== Text shown

Final all $x$ such that $|\sqrt{x} - x| < 1$ (simple but can’t resolve) I’m a beginner so be kind with me, I tried to resolve this for 2 hours now but always give me the same wrong result. I think I’m missing something big... 
Can someone help me with this? 
I began by assuming $x\geq 0$ (root) and then I started to make 2 systems, one with the argument $(\sqrt{x} - x) \geq 0$ and the other with the argument $<0$.
Once the systems are resolved I find a different result...
The result given by the textbook is $0\leq x<\frac{3 + \sqrt5}{2}$
 A: Hint: it must be $$x\geq 0$$ so we get two cases:
$$\sqrt{x}\geq x$$ or by squaring
$$x(x-1)\le 0$$ this is only possible for $$0\le x\le 1$$ and we get
$$\sqrt{x}<x<1$$ and by squaring
$$0<x^2+x+1$$ which is true.
So we get
$$0\le x\le 1$$
the second case is for you!
A: Ok, so the other $2$ solutions have minor problems with them, so here is mine:
Let $\sqrt{x}=a\geq 0$. The inequality then becomes
$$|a-a^2|<1.$$
Square both sides (by non-negativity) to get
$$(a-a^2)^2<1$$
$$(a-a^2-1)(a-a^2+1)<0$$
which has solutions when $$-a^2+a-1<0, -a^2+a+1>0$$
or when $$-a^2+a-1>0, -a^2+a+1<0.$$
The first one has solutions $a\in \left(\frac{1-\sqrt{5}}{2}, \frac{1+\sqrt{5}}{2}\right)$ while the second one has no real solutions.

====
== Data provided

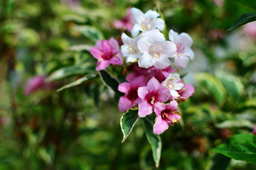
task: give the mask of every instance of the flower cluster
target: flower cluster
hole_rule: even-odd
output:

====

* **Short exercise**: Reproduce the forum thread about solving $|\sqrt{x} - x| < 1$ verbatim, from start to finish.

* **Correct response**:
Final all $x$ such that $|\sqrt{x} - x| < 1$ (simple but can’t resolve) I’m a beginner so be kind with me, I tried to resolve this for 2 hours now but always give me the same wrong result. I think I’m missing something big... 
Can someone help me with this? 
I began by assuming $x\geq 0$ (root) and then I started to make 2 systems, one with the argument $(\sqrt{x} - x) \geq 0$ and the other with the argument $<0$.
Once the systems are resolved I find a different result...
The result given by the textbook is $0\leq x<\frac{3 + \sqrt5}{2}$
 A: Hint: it must be $$x\geq 0$$ so we get two cases:
$$\sqrt{x}\geq x$$ or by squaring
$$x(x-1)\le 0$$ this is only possible for $$0\le x\le 1$$ and we get
$$\sqrt{x}<x<1$$ and by squaring
$$0<x^2+x+1$$ which is true.
So we get
$$0\le x\le 1$$
the second case is for you!
A: Ok, so the other $2$ solutions have minor problems with them, so here is mine:
Let $\sqrt{x}=a\geq 0$. The inequality then becomes
$$|a-a^2|<1.$$
Square both sides (by non-negativity) to get
$$(a-a^2)^2<1$$
$$(a-a^2-1)(a-a^2+1)<0$$
which has solutions when $$-a^2+a-1<0, -a^2+a+1>0$$
or when $$-a^2+a-1>0, -a^2+a+1<0.$$
The first one has solutions $a\in \left(\frac{1-\sqrt{5}}{2}, \frac{1+\sqrt{5}}{2}\right)$ while the second one has no real solutions.